[[ Passage provided open ]]
Three years later, 322 more Dalit families in Chennai were uprooted from their old homes, located near the sea, and asked to move to Kannagi Nagar. Their resistance was of no avail. Sadly, this happened on a rainy day in January 2008. The dislocation disrupted the studies of many school-going children in these families and forced them to drop out.

Now thousands of non-fishermen families are resisting the move to relocate them in distant places. Seeing the difficulties faced by Kannagi Nagar and Semmanancheri residents in commuting to their workspots, they are worried about the serious threat to their livelihood. We, Dalits and fish workers families, have been living in harmony for generations. Why should the government separate us now? wondered Swapna Sundari.

Women are also among those neglected and discriminated against. The design of the houses for tsunami victims has not considered their need for privacy. Single women (both spinsters and widows) and households headed by women have reportedly been denied their right to a new house. Many Dalit families have been left out of the enumeration and were consequently denied relief and rehabilitation benefits.
[[ Passage provided closed ]]
Can you restate the paragraph of the Chennai relocation passage that begins "Women are also among those neglected" as a short bulleted list of its main facts? None of the rows are needed for this task.
[[ Data provided open ]]
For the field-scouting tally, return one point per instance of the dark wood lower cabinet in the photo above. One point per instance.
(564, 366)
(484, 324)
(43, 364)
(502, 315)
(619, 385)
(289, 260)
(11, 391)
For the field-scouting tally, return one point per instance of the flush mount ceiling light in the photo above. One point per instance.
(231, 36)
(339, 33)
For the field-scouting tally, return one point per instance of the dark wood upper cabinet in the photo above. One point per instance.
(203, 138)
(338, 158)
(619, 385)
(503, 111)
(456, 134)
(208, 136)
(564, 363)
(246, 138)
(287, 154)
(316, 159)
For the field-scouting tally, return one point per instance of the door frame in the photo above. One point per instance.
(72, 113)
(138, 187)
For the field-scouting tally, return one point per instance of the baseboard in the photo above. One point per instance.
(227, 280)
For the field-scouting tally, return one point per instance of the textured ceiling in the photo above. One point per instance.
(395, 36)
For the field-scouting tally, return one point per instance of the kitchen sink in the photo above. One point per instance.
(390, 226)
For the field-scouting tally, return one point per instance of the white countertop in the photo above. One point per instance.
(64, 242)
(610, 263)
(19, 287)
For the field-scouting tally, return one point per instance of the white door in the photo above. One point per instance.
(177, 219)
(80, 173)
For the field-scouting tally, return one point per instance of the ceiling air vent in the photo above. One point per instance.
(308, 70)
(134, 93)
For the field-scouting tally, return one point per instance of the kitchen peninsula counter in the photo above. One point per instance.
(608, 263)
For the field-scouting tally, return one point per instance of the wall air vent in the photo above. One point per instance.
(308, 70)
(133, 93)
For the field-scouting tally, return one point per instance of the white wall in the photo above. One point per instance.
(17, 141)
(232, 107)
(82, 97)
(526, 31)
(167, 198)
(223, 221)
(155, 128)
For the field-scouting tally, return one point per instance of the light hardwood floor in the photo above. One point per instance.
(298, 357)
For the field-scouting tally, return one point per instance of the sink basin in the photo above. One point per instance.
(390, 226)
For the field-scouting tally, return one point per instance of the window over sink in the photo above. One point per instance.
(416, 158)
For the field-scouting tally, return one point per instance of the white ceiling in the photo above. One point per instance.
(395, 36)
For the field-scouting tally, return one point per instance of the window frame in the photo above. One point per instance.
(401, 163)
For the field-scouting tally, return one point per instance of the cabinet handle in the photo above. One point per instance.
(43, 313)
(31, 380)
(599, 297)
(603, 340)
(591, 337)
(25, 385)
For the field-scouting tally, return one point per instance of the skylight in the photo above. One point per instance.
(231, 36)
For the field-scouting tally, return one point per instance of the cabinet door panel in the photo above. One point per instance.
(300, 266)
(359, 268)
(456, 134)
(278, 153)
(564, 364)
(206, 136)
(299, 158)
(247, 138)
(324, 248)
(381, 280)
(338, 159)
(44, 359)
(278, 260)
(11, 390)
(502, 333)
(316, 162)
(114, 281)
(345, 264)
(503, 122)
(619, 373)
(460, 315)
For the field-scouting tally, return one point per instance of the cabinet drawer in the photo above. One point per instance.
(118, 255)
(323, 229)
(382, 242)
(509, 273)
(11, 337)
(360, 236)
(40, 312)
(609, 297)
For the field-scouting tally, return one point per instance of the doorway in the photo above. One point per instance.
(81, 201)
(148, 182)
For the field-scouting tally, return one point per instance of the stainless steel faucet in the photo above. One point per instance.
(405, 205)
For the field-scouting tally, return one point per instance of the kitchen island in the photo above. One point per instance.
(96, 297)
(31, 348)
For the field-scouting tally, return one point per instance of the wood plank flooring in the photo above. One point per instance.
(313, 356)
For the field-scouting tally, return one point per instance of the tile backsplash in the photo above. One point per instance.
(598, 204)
[[ Data provided closed ]]
Answer to this task:
- Women are among those neglected and discriminated against.
- The design of the tsunami victims' houses ignored women's need for privacy.
- Single women (spinsters and widows) and women-headed households have reportedly been denied new houses.
- Many Dalit families were left out of the enumeration and so were denied relief and rehabilitation benefits.